- **Items listed in a dataset**
========
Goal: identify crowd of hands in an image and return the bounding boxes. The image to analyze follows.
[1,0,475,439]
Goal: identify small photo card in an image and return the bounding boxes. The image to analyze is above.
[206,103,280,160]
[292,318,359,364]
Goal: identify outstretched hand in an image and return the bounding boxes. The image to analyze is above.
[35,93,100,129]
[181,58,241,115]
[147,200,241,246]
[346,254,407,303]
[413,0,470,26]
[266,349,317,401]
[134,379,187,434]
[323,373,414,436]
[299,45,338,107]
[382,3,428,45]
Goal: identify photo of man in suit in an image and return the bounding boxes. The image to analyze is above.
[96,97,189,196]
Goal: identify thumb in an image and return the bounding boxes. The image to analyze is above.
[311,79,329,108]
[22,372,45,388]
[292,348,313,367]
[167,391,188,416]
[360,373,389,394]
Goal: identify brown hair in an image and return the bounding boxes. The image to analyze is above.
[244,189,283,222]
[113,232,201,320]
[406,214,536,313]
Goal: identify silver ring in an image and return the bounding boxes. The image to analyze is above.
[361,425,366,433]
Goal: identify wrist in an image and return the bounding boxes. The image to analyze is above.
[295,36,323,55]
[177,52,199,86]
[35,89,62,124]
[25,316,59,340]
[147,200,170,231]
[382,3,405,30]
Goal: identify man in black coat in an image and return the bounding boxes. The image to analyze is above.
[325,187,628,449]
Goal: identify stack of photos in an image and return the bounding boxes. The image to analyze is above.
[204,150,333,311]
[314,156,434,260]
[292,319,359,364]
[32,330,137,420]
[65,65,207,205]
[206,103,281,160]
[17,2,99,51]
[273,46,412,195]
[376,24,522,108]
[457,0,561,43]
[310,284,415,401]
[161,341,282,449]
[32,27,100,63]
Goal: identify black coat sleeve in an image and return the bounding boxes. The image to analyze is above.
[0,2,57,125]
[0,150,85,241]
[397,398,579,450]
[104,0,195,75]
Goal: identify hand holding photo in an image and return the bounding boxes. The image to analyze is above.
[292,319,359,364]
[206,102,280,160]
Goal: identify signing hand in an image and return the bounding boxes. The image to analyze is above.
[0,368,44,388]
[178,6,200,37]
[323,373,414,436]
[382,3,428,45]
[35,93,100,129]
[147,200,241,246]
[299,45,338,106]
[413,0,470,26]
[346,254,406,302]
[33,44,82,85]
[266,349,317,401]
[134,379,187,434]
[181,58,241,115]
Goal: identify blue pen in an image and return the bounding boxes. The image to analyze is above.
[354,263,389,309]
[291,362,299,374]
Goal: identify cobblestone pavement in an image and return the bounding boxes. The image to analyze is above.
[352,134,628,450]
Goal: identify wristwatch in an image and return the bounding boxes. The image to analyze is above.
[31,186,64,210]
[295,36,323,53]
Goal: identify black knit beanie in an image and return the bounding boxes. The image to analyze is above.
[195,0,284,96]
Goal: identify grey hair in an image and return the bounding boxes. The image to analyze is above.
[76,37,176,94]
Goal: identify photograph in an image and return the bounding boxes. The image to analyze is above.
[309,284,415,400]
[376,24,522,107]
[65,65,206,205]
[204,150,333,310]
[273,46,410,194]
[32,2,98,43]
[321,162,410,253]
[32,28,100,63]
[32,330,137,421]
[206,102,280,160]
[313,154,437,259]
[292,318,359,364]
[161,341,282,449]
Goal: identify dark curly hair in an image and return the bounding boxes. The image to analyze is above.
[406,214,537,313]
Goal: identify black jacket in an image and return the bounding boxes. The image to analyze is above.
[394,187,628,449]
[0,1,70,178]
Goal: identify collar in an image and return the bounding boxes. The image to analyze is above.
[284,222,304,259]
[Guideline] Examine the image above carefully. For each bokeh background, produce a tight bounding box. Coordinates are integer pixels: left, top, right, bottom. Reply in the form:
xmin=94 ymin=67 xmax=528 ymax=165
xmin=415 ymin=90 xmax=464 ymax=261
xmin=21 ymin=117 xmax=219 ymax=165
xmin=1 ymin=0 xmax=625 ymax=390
========
- **What you should do**
Without leaving anything out, repeat every entry shown above.

- **Answer to this task**
Goal: identify crowd of hands in an image and return the bounding boxes. The image to analyze follows.
[1,0,475,439]
Goal: identify small photo card in an image and return the bounding boxes. The image to analyze is above.
[206,103,280,160]
[292,318,359,364]
Goal: identify outstretched hand in an image and return the bounding boxes. The image to analyze is above.
[35,93,100,129]
[181,58,241,115]
[147,200,241,246]
[346,254,407,303]
[413,0,470,26]
[266,349,317,401]
[134,379,187,434]
[323,373,414,436]
[299,45,338,107]
[382,3,428,45]
Goal: identify photo of man in suit in an image and return the bounding boxes. The image to analyze is above.
[96,97,189,196]
Goal: identify thumb in an image and return the bounding boxes. The image to analyze is above.
[311,79,329,108]
[22,372,45,388]
[292,348,313,367]
[167,391,188,416]
[360,373,389,394]
Goal: identify brown hair in an image and return the bounding boxes. The image to analyze is above.
[244,189,283,222]
[113,232,201,320]
[406,214,536,313]
Goal: identify silver ring in an image and return the bounding boxes. The image to analyze is above.
[361,425,366,433]
Goal: identify wrist in an image and return the bounding boxes. The image to analyze is above.
[295,36,323,55]
[177,52,199,86]
[35,89,62,124]
[25,316,59,340]
[147,200,170,231]
[382,3,405,30]
Goal: identify man in black coat in an image and return the bounding boxes. The image to analyze is above.
[325,187,628,449]
Goal: identify stack of photos in an image and return the bounding boxes. The image to analyze is above.
[204,150,333,311]
[314,156,434,260]
[292,319,359,364]
[32,330,137,420]
[65,65,207,205]
[206,103,281,160]
[17,2,99,51]
[273,46,412,195]
[376,24,522,108]
[457,0,561,43]
[310,284,415,401]
[161,341,282,449]
[32,27,100,63]
Goal: identify black coat sleeve in an image and return the bounding boxes. The image to analyze is above.
[0,2,57,125]
[0,150,85,241]
[397,398,579,450]
[104,0,195,75]
Goal: identify hand holding photo in an image and return the bounding boxes. The image to analyze is above.
[292,319,359,364]
[206,102,280,160]
Goal: identify signing hand in an image and return the bounding boxes. The image to analyze is above.
[0,368,44,388]
[178,6,200,37]
[323,373,414,436]
[382,3,428,45]
[35,93,100,129]
[147,200,241,246]
[299,45,338,106]
[413,0,470,26]
[346,254,406,302]
[33,44,82,85]
[266,349,317,401]
[134,379,187,434]
[181,58,241,115]
Goal: identify blue pen in an image and return the bounding boxes. The image to analyze is above.
[354,263,389,309]
[291,362,299,374]
Goal: identify cobblestone pavement in an image and return the bounding boxes. The image to analyze is above.
[352,134,628,450]
Goal: identify wristwatch in an image and return the bounding boxes. The image to analyze is above.
[31,186,64,210]
[295,36,323,53]
Goal: identify black knit beanie in an image and return the bounding boxes. The image to analyze is above.
[195,0,284,96]
Goal: identify grey hair in an image and return the bounding boxes. The image to analyze is above.
[76,37,176,94]
Goal: identify photograph in an image and return the bounding boxes. The image to analyze is above.
[309,284,415,400]
[376,24,522,107]
[65,65,206,205]
[204,150,333,310]
[273,46,410,194]
[32,2,98,43]
[321,162,410,253]
[32,28,100,63]
[32,330,137,421]
[206,102,280,160]
[313,154,437,259]
[292,318,359,364]
[161,341,282,449]
Goal: identify dark curly hair in an image and return the bounding boxes. The image to analyze is above.
[406,214,537,313]
Goal: identify black jacket in an image and return the bounding boxes. The image to analyze is above.
[394,187,628,449]
[0,1,70,178]
Goal: identify collar in an image and return the bounding boxes. The image to analyze is above.
[284,222,304,259]
[Guideline] Examine the image above carefully. For each bokeh background, produce a tight bounding box. Coordinates are integer pixels: left, top, right, bottom. Reply in the form:
xmin=94 ymin=67 xmax=528 ymax=165
xmin=415 ymin=90 xmax=464 ymax=261
xmin=21 ymin=117 xmax=219 ymax=165
xmin=1 ymin=0 xmax=625 ymax=390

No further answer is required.